What you need to do: Return the records, each one exactly as written.

Records supplied:
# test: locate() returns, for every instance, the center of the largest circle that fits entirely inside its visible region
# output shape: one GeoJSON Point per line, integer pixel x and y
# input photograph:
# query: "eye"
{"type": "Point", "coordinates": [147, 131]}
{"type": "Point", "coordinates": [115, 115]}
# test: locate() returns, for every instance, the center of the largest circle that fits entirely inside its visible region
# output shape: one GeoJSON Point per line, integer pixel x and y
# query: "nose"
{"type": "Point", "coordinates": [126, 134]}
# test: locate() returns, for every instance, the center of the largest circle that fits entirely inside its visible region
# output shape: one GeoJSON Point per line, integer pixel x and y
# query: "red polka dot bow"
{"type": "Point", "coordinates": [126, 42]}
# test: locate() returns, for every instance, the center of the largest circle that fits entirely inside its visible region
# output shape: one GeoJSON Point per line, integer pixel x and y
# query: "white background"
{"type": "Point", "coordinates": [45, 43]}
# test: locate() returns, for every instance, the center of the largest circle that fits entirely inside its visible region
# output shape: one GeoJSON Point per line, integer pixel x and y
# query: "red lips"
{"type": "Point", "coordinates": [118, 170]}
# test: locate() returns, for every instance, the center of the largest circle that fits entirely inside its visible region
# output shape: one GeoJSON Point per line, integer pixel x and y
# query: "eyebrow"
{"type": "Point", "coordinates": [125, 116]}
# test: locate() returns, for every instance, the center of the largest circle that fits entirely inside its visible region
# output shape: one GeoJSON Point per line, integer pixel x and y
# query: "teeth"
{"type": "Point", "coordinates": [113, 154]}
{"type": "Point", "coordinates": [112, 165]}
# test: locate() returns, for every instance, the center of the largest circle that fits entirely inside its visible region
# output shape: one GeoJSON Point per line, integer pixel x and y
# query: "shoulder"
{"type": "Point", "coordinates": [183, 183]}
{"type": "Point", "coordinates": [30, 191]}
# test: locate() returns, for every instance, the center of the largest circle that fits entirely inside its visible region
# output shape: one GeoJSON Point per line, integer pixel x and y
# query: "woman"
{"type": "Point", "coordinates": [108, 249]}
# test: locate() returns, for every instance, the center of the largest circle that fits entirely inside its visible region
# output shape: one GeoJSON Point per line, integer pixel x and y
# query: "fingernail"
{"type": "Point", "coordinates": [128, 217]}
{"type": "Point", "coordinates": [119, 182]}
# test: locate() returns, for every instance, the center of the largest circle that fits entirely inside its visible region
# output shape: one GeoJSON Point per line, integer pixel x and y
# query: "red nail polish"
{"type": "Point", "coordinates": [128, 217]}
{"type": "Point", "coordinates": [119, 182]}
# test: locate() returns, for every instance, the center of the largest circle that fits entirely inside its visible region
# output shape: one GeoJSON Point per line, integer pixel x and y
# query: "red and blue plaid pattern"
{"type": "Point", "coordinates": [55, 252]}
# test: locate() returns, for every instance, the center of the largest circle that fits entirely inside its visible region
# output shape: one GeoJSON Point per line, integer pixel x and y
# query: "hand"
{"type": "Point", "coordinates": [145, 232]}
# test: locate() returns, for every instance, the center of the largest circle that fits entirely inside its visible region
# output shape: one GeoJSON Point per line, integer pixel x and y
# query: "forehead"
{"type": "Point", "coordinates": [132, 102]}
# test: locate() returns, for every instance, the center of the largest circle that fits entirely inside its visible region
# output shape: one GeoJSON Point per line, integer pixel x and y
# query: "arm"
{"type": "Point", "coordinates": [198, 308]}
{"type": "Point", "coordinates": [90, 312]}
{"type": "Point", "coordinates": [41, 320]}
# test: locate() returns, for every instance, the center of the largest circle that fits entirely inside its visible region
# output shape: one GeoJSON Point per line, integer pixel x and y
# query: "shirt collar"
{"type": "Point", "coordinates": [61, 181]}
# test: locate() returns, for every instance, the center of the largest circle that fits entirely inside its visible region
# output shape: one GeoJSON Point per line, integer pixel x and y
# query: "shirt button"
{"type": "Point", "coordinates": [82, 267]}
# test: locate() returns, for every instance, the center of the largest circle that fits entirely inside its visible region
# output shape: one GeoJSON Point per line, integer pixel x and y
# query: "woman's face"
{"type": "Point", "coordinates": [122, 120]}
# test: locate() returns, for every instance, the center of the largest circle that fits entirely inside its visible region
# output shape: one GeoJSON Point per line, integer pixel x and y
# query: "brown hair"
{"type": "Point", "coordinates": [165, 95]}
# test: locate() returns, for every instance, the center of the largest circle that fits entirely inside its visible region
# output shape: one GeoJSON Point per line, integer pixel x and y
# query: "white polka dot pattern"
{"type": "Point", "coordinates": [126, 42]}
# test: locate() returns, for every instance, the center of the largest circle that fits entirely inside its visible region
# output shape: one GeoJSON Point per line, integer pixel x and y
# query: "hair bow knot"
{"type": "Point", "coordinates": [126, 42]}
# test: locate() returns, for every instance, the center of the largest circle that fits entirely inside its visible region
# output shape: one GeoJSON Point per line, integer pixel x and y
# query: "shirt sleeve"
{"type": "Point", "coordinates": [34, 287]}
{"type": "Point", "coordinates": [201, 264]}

Solution for this exercise:
# test: locate() returns, for every instance, the center of the largest circle that fits entirely inside its visible region
# output shape: one GeoJSON Point per line, integer pixel x and y
# input photograph:
# query: "eye"
{"type": "Point", "coordinates": [147, 131]}
{"type": "Point", "coordinates": [115, 115]}
# test: locate() returns, for every instance, the center of the largest circle that fits entirely inside its visible region
# output shape: one GeoJSON Point per line, integer pixel x and y
# query: "nose"
{"type": "Point", "coordinates": [126, 134]}
# test: locate() returns, for every instance, the center of the largest circle that fits entirely inside its visible region
# output shape: one GeoJSON Point per line, integer pixel x and y
# query: "red polka dot bow"
{"type": "Point", "coordinates": [126, 42]}
# test: locate() returns, for every instance, the center of the largest circle that fits entirely inside its visible region
# output shape: one GeoJSON Point per line, integer pixel x and y
# query: "white background"
{"type": "Point", "coordinates": [45, 43]}
# test: locate() returns, for every instance, the center of the largest circle that fits entirely inside its visible region
# output shape: one GeoJSON Point per line, integer pixel x and y
# query: "red lips"
{"type": "Point", "coordinates": [118, 170]}
# test: locate() returns, for every instance, the center of the largest circle that fits entirely inside its visible region
# output shape: one GeoJSON Point per line, integer pixel x and y
# query: "eyebrow"
{"type": "Point", "coordinates": [125, 116]}
# test: locate() returns, for every instance, the center of the largest circle that fits entirely inside its visible region
# output shape: one GeoJSON Point per line, integer pixel x and y
# query: "teeth"
{"type": "Point", "coordinates": [113, 154]}
{"type": "Point", "coordinates": [112, 165]}
# test: locate() returns, for every instance, the center of the largest circle that fits entirely inside its visible region
# output shape: one GeoJSON Point per line, integer pixel x and y
# query: "shoulder"
{"type": "Point", "coordinates": [183, 183]}
{"type": "Point", "coordinates": [30, 191]}
# test: locate() returns, for every instance, the center of the largest circle that fits entirely inside its visible region
# output shape: one GeoJSON Point per line, integer pixel x and y
# query: "woman"
{"type": "Point", "coordinates": [108, 249]}
# test: locate() returns, for every instance, the center of the largest circle that fits entirely inside its visible region
# output shape: one GeoJSON Point per line, integer pixel x and y
# query: "fingernail"
{"type": "Point", "coordinates": [128, 217]}
{"type": "Point", "coordinates": [119, 182]}
# test: locate() returns, for every instance, the center of the largest circle that fits entirely inside its visible region
# output shape: one GeoJSON Point per line, integer pixel x and y
# query: "red nail polish"
{"type": "Point", "coordinates": [128, 217]}
{"type": "Point", "coordinates": [119, 182]}
# test: locate() returns, for every instance, the center of the largest circle that fits entirely inside its visible region
# output shape: one GeoJSON Point per line, integer pixel x and y
# query: "red and blue plaid pattern"
{"type": "Point", "coordinates": [55, 252]}
# test: locate() returns, for every instance, the center of the largest circle that fits entirely inside its visible region
# output shape: one GeoJSON Point per line, integer pixel x and y
# query: "hand"
{"type": "Point", "coordinates": [145, 232]}
# test: locate() returns, for every instance, the center of the largest circle that fits entirely inside its visible region
# output shape: one GeoJSON Point per line, integer pixel x and y
# query: "forehead"
{"type": "Point", "coordinates": [132, 102]}
# test: locate() returns, for every instance, the center of the largest circle that fits entirely inside its visible region
# output shape: one GeoJSON Point per line, integer pixel x and y
# query: "arm"
{"type": "Point", "coordinates": [198, 308]}
{"type": "Point", "coordinates": [90, 312]}
{"type": "Point", "coordinates": [41, 320]}
# test: locate() returns, for every instance, the center of the largest circle that fits entirely inside its visible region
# output shape: one GeoJSON Point per line, integer pixel x and y
# query: "shirt collar"
{"type": "Point", "coordinates": [61, 181]}
# test: locate() returns, for every instance, the center of the largest circle that fits entirely inside its visible region
# output shape: one GeoJSON Point per line, integer pixel x and y
# query: "shirt button"
{"type": "Point", "coordinates": [82, 267]}
# test: locate() returns, for every instance, the center of the largest circle that fits entirely inside its visible region
# output shape: one GeoJSON Point per line, integer pixel x and y
# query: "woman's face"
{"type": "Point", "coordinates": [122, 120]}
# test: locate() returns, for every instance, the center of the largest circle that fits entirely inside its visible region
# output shape: one GeoJSON Point per line, integer pixel x and y
# query: "brown hair"
{"type": "Point", "coordinates": [165, 95]}
# test: locate() returns, for every instance, the center of the largest circle that fits entirely inside its visible region
# output shape: one GeoJSON Point per line, integer pixel x and y
# query: "white polka dot pattern"
{"type": "Point", "coordinates": [126, 42]}
# test: locate() returns, for every instance, the center of the largest circle that fits entirely inside its visible region
# output shape: one GeoJSON Point per line, integer pixel x and y
# query: "hair bow knot"
{"type": "Point", "coordinates": [126, 42]}
# test: locate() returns, for every instance, the center of the largest circle that fits entirely inside its visible region
# output shape: one GeoJSON Point per line, integer pixel x and y
# query: "shirt sleeve"
{"type": "Point", "coordinates": [34, 287]}
{"type": "Point", "coordinates": [201, 264]}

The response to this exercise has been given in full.